• [Problem statement]:
Copy the data below verbatim, leaving no line out.

• [Supplied records]:
__________

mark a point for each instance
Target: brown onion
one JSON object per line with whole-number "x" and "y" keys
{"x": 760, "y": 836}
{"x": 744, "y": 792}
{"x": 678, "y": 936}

__________

• [Problem solution]:
mark a point for each instance
Target: brown onion
one JSON object per line with whole-number "x" and "y" keys
{"x": 760, "y": 836}
{"x": 744, "y": 792}
{"x": 678, "y": 936}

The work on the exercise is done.